▶ _What is required_: Transcribe all of the listing exactly.

▶ _Supplied material_:
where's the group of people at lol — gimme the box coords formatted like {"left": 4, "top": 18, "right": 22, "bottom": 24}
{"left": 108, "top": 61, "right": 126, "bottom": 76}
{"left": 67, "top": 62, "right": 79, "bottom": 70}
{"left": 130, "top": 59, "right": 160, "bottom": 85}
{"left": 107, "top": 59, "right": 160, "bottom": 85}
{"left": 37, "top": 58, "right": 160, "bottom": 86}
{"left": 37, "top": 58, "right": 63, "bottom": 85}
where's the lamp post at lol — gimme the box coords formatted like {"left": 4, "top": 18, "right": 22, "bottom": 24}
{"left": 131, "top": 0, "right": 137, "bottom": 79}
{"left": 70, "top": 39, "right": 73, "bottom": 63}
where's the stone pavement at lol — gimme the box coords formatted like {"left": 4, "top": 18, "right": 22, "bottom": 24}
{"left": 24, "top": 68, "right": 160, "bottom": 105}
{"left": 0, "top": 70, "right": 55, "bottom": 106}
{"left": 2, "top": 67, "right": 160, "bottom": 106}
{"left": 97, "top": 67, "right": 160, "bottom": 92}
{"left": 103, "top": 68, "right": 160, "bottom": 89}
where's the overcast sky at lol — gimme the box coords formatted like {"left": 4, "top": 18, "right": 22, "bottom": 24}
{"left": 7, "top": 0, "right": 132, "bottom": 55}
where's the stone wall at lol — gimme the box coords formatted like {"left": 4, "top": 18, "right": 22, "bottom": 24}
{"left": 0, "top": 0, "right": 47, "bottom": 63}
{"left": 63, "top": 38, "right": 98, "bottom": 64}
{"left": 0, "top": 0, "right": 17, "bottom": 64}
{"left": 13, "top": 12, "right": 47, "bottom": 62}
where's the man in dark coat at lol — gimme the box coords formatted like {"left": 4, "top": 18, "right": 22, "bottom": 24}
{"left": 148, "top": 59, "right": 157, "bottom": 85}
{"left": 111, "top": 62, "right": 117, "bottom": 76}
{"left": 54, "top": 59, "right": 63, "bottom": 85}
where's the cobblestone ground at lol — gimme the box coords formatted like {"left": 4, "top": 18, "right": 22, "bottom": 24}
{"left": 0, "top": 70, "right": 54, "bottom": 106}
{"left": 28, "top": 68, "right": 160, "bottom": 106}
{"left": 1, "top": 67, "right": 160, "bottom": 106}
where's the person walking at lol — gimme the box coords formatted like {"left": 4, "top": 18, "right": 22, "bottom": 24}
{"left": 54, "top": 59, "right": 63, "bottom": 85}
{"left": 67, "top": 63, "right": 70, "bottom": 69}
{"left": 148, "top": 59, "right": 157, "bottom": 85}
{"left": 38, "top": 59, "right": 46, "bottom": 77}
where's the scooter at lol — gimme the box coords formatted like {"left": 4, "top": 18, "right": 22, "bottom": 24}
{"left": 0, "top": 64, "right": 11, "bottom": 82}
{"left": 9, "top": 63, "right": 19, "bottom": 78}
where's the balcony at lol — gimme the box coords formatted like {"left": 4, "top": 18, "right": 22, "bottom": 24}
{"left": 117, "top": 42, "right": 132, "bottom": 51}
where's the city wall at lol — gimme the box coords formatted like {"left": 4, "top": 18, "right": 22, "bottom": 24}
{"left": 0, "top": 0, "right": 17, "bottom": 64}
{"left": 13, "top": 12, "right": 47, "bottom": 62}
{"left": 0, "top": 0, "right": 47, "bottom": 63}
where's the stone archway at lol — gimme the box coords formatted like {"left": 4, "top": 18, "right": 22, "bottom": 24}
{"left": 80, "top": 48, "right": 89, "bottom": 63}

▶ _Exercise answer_:
where's the group of people at lol — gimme the box coords formatted like {"left": 4, "top": 18, "right": 22, "bottom": 24}
{"left": 108, "top": 61, "right": 126, "bottom": 76}
{"left": 67, "top": 62, "right": 79, "bottom": 70}
{"left": 130, "top": 59, "right": 160, "bottom": 85}
{"left": 107, "top": 59, "right": 160, "bottom": 85}
{"left": 37, "top": 58, "right": 160, "bottom": 86}
{"left": 37, "top": 58, "right": 63, "bottom": 85}
where's the lamp post at lol — gimme the box coords formatted like {"left": 4, "top": 18, "right": 22, "bottom": 24}
{"left": 131, "top": 0, "right": 137, "bottom": 79}
{"left": 70, "top": 39, "right": 73, "bottom": 63}
where's the stone pavement at lol — gimme the box coords formatted like {"left": 4, "top": 18, "right": 22, "bottom": 24}
{"left": 24, "top": 68, "right": 160, "bottom": 105}
{"left": 0, "top": 70, "right": 55, "bottom": 106}
{"left": 2, "top": 67, "right": 160, "bottom": 106}
{"left": 97, "top": 67, "right": 160, "bottom": 92}
{"left": 103, "top": 68, "right": 160, "bottom": 89}
where's the overcast sky at lol — gimme the box coords formatted like {"left": 4, "top": 18, "right": 22, "bottom": 24}
{"left": 7, "top": 0, "right": 132, "bottom": 55}
where's the stone wall at lol — gimme the box coords formatted like {"left": 4, "top": 18, "right": 22, "bottom": 24}
{"left": 0, "top": 0, "right": 47, "bottom": 63}
{"left": 63, "top": 38, "right": 98, "bottom": 64}
{"left": 0, "top": 0, "right": 17, "bottom": 64}
{"left": 13, "top": 12, "right": 47, "bottom": 62}
where's the man in dark coat at lol — gimme the box coords formatted like {"left": 4, "top": 18, "right": 22, "bottom": 24}
{"left": 148, "top": 59, "right": 157, "bottom": 85}
{"left": 111, "top": 62, "right": 117, "bottom": 76}
{"left": 54, "top": 59, "right": 63, "bottom": 85}
where's the cobblestone ground at lol — gimme the box coords formatted like {"left": 4, "top": 18, "right": 22, "bottom": 24}
{"left": 0, "top": 70, "right": 54, "bottom": 106}
{"left": 28, "top": 68, "right": 160, "bottom": 106}
{"left": 1, "top": 67, "right": 160, "bottom": 106}
where's the person walking at lol — gimme the box coords formatted like {"left": 4, "top": 18, "right": 22, "bottom": 24}
{"left": 54, "top": 59, "right": 63, "bottom": 85}
{"left": 67, "top": 63, "right": 70, "bottom": 69}
{"left": 148, "top": 59, "right": 157, "bottom": 85}
{"left": 38, "top": 59, "right": 46, "bottom": 77}
where's the scooter at lol — gimme the box coords formatted like {"left": 4, "top": 18, "right": 22, "bottom": 24}
{"left": 0, "top": 64, "right": 11, "bottom": 82}
{"left": 9, "top": 63, "right": 19, "bottom": 78}
where's the balcony at lol — gimme the box coords formatted like {"left": 4, "top": 18, "right": 22, "bottom": 24}
{"left": 117, "top": 42, "right": 132, "bottom": 51}
where's the city wall at lol — gimme the box coords formatted like {"left": 4, "top": 18, "right": 22, "bottom": 24}
{"left": 0, "top": 0, "right": 17, "bottom": 64}
{"left": 13, "top": 12, "right": 47, "bottom": 62}
{"left": 0, "top": 0, "right": 47, "bottom": 63}
where's the stone archway at lol — gimme the box coords formatted like {"left": 4, "top": 18, "right": 22, "bottom": 24}
{"left": 80, "top": 48, "right": 89, "bottom": 63}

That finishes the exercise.